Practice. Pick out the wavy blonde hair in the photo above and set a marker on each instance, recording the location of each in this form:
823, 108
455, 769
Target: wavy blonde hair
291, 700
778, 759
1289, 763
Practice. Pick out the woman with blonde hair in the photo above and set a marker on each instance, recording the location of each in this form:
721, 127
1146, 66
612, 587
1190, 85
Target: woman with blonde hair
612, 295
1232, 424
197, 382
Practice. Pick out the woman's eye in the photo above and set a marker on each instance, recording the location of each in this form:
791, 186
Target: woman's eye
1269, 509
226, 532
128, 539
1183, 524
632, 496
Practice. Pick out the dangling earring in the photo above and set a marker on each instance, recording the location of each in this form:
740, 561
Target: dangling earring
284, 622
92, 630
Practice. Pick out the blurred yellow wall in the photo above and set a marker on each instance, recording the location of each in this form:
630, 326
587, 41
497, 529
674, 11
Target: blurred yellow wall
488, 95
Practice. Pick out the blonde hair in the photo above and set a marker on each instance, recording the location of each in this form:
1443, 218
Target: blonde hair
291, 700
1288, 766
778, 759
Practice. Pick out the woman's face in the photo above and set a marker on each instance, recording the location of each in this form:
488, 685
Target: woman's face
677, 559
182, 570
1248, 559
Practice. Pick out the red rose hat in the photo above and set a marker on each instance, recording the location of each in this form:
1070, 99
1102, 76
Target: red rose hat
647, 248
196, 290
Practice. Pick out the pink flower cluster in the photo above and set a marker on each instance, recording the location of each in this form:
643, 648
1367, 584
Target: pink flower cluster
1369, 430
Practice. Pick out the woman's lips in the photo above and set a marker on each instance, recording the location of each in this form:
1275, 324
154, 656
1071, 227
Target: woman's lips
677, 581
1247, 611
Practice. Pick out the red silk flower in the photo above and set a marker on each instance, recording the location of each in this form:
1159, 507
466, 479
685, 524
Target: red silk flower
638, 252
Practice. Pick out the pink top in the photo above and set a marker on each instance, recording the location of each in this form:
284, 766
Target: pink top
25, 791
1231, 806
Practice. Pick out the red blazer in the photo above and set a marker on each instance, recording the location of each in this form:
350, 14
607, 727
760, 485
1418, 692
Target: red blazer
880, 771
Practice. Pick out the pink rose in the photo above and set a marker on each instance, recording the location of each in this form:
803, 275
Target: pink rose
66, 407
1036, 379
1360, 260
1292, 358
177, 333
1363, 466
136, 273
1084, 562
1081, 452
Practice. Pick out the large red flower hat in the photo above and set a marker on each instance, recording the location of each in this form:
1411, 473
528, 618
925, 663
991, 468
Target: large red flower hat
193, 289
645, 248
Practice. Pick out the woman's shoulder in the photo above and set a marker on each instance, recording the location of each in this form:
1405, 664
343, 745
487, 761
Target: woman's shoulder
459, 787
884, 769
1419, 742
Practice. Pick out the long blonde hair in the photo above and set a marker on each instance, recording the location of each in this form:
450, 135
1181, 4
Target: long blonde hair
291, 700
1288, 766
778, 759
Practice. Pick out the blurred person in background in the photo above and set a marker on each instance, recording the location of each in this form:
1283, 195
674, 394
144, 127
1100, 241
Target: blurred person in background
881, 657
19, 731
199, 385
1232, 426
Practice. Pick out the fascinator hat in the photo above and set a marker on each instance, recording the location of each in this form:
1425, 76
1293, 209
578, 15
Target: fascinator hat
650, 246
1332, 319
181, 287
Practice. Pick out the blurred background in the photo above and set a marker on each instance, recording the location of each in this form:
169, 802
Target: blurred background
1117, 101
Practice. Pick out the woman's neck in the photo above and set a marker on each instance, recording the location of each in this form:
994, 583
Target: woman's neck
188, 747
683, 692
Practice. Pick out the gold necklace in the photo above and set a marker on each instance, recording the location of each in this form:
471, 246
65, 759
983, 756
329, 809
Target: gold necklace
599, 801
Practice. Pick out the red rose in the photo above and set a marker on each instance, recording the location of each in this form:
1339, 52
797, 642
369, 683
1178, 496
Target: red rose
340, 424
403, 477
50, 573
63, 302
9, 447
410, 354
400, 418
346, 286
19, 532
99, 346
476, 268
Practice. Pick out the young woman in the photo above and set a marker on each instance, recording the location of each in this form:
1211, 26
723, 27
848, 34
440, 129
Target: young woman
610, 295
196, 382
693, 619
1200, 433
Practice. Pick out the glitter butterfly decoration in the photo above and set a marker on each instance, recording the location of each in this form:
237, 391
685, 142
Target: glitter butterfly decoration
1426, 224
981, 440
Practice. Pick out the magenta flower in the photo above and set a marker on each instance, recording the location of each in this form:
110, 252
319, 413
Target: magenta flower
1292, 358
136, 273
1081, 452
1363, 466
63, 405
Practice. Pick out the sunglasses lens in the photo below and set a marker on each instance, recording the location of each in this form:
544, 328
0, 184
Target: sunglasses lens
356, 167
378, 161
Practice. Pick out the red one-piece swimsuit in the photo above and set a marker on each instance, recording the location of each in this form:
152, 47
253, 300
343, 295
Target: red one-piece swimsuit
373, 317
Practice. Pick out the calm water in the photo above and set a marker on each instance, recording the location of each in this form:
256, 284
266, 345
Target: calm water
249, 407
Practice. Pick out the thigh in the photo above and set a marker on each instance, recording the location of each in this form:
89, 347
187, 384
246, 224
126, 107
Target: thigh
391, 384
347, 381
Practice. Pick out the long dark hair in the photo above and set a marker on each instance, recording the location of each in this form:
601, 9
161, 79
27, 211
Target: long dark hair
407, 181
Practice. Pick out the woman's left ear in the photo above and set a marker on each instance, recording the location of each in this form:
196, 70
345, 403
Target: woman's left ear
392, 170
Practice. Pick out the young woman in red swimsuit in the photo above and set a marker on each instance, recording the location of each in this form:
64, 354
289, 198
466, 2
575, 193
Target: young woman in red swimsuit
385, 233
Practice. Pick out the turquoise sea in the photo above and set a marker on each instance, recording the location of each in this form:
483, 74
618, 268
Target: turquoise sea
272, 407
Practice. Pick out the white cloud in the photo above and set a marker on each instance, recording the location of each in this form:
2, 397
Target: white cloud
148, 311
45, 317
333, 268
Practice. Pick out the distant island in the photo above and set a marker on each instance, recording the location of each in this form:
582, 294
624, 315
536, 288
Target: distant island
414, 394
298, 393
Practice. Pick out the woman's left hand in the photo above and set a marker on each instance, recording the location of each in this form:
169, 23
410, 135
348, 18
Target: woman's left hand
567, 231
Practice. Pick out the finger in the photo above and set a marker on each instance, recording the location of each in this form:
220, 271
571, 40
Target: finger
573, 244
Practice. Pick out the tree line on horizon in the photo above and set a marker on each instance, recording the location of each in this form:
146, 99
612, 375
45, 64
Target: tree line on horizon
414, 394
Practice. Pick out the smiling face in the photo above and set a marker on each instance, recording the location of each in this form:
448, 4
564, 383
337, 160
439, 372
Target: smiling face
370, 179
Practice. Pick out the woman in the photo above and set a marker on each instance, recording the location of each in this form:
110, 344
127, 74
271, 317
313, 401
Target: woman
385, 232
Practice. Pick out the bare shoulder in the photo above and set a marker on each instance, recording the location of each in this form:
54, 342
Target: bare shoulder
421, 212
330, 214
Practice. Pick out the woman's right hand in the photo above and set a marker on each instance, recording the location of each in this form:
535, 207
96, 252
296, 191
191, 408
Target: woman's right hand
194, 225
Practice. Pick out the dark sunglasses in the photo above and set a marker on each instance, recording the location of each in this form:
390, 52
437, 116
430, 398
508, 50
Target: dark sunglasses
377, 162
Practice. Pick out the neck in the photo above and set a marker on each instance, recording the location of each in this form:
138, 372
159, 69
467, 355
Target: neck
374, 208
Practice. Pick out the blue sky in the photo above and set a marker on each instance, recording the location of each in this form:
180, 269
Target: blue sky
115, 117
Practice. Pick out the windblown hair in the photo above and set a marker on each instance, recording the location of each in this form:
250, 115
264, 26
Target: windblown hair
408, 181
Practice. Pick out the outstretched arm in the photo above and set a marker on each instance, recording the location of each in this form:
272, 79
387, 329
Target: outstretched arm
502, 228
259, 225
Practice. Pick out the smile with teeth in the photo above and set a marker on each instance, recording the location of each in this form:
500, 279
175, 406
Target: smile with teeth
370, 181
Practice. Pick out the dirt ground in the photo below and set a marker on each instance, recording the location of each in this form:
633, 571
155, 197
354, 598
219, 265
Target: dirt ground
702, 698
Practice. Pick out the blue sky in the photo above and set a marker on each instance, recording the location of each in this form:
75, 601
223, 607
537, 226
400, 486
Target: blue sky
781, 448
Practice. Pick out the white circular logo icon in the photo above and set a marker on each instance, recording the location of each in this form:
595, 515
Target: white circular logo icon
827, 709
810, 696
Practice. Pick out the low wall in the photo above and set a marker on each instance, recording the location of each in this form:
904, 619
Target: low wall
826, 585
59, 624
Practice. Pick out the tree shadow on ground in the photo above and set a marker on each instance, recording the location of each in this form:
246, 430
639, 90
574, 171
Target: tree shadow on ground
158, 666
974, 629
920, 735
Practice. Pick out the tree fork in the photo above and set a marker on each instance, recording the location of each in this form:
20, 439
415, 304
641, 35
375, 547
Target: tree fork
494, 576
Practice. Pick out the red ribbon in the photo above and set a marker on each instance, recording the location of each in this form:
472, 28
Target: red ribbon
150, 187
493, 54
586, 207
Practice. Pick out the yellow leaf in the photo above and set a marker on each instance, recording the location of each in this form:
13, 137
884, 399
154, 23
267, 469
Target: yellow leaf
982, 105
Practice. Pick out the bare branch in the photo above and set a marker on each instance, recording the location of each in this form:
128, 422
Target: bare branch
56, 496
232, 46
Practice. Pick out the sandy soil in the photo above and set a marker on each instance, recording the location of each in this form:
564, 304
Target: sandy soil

• • •

YOUR INSTRUCTIONS
Output an exact copy of the lines beginning at the one that holds "Practice. Pick out the tree fork" and running through the final line of the records.

RESULT BELOW
Practice. Pick out the tree fork in the photo above and set a marker on each instance, recording the location of each in this form:
20, 439
415, 304
641, 35
375, 547
Target: tree fork
494, 576
Practice. Pick out the red ribbon in the photo above and set a marker on each instance, recording the location of each in this form:
472, 28
Target: red ribbon
150, 187
493, 54
586, 207
Practice. Pick out the yellow leaf in the photo above and set a marker on each instance, recording the location of each in this form:
13, 137
884, 399
154, 23
267, 469
Target: yellow leaf
982, 105
Practice. Pick out the bare branch in the photo above and set a marker on each instance, recording the location of each in this form:
128, 422
Target: bare branch
56, 496
232, 46
Practice. Pick out the sandy soil in the photo above and set a marker on each instance, recording the location of each in this form:
564, 304
Target: sandy soil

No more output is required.